▶ [Goal a] Please reproduce the rows verbatim, covering the stretch from the line containing "task | place a point on the gray" through the final row.

Small Claims Decisions

Decision Information

Decision Content

Date Issued: May 30, 2023

File: SC-2022-006143

Type: Small Claims

Civil Resolution Tribunal

Indexed as: Pall v. Farnsworth, 2023 BCCRT 455

Between:

HARMESH PALL

Applicant

And:

IAN CHRISTOPHER FARNSWORTH

Respondent

REASONS FOR DECISION

Tribunal Member:

Kristin Gardner

INTRODUCTION

1.      This dispute is about a cell phone purchase.

2.      The applicant, Harmesh Pall, bought an iPhone from the respondent, Ian Christopher Farnsworth, for $900. Mr. Pall says that Mr. Farnsworth advertised the phone as new and in a sealed box. Mr. Pall says that when he got the phone home, he discovered it was “locked” and that he could not unlock it without the previous owner’s password or the original bill of sale. He claims a $900 refund.

3.      Mr. Farnsworth says they thought the phone was new when they acquired it, and that they did not open the box or inspect the phone before advertising it for sale. Mr. Farnsworth says that Mr. Pall opened the box when they met and saw there was no cord in the box, yet he bought the phone anyway. Mr. Farnsworth argues that Mr. Pall should have known the phone was not new, and that buyer beware applies. Mr. Farnsworth says Mr. Pall is not entitled to a refund.

4.      The parties are each self-represented.

JURISDICTION AND PROCEDURE

5.      These are the formal written reasons of the Civil Resolution Tribunal (CRT). The CRT has jurisdiction over small claims brought under section 118 of the Civil Resolution Tribunal Act (CRTA). Section 2 of the CRTA states that the CRT’s mandate is to provide dispute resolution services accessibly, quickly, economically, informally, and flexibly. In resolving disputes, the CRT must apply principles of law and fairness, and recognize any relationships between the dispute’s parties that will likely continue after the CRT process has ended.

6.      Section 39 of the CRTA says the CRT has discretion to decide the format of the hearing, including by writing, telephone, videoconferencing, email, or a combination of these. Here, I find that I am properly able to assess and weigh the documentary evidence and submissions before me. Further, bearing in mind the CRT’s mandate that includes proportionality and a speedy resolution of disputes, I find that an oral hearing is not necessary in the interests of justice.

7.      Section 42 of the CRTA says the CRT may accept as evidence information that it considers relevant, necessary and appropriate, whether or not the information would be admissible in a court of law. The CRT may also ask questions of the parties and witnesses and inform itself in any other way it considers appropriate.

8.      Where permitted by section 118 of the CRTA, in resolving this dispute the CRT may order a party to do or stop doing something, pay money or make an order that includes any terms or conditions the CRT considers appropriate.

9.      Mr. Farnsworth did not submit any evidence during the tribunal decision process. In submissions, he states he previously submitted everything, and “if you guys lost it that’s your problem not mine”. I find that Mr. Farnsworth was referring to documents he provided during the facilitation phase of this CRT dispute. However, the case manager advised me that he did not accept any evidence from Mr. Farnsworth, and that he explained to both parties that they must upload all evidence they intend to rely on in the tribunal decision process. Another case manager confirmed that they sent Mr. Farnsworth an email advising them when it was time to provide all their relevant evidence, another email before the deadline reminding them to submit evidence with instructions on how to upload it, and a final email when their evidence was overdue with an extension of time to provide it.

▶ [Provided entries]
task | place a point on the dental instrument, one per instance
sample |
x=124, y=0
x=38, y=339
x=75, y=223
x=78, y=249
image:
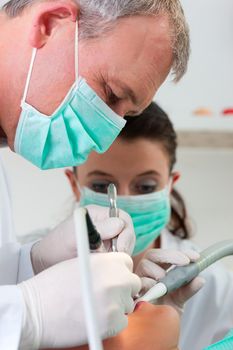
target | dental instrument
x=182, y=275
x=113, y=210
x=95, y=242
x=91, y=319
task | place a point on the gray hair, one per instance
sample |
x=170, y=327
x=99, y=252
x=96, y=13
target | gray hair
x=98, y=16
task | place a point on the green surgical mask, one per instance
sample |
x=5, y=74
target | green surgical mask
x=225, y=344
x=150, y=213
x=81, y=124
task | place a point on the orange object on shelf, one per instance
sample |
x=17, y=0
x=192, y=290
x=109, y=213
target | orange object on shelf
x=203, y=112
x=228, y=112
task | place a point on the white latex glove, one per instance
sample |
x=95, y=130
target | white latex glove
x=153, y=267
x=54, y=315
x=60, y=244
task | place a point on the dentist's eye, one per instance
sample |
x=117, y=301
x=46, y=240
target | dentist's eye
x=146, y=186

▶ [Goal b]
Answer these about the tribunal decision:
(i) What price did the applicant pay for the iPhone?
(ii) Which section of the CRTA gives the tribunal discretion over the hearing format?
(iii) Who is the tribunal member?

▶ [Written response a]
task | place a point on the gray hair, one per instance
sample |
x=170, y=327
x=99, y=252
x=96, y=13
target | gray hair
x=98, y=16
task | place a point on the green surgical mask, one per instance
sample |
x=5, y=74
target | green surgical mask
x=225, y=344
x=150, y=213
x=81, y=124
task | place a point on the orange object on shelf, one per instance
sample |
x=17, y=0
x=192, y=290
x=109, y=213
target | orange object on shelf
x=203, y=112
x=228, y=112
task | place a point on the white latex glove, one per instance
sample |
x=95, y=130
target | white latex glove
x=153, y=267
x=54, y=315
x=60, y=244
task | place a point on the dentist's eye, one per instance
sample |
x=117, y=301
x=46, y=240
target | dentist's eye
x=146, y=186

▶ [Written response b]
(i) $900
(ii) Section 39
(iii) Kristin Gardner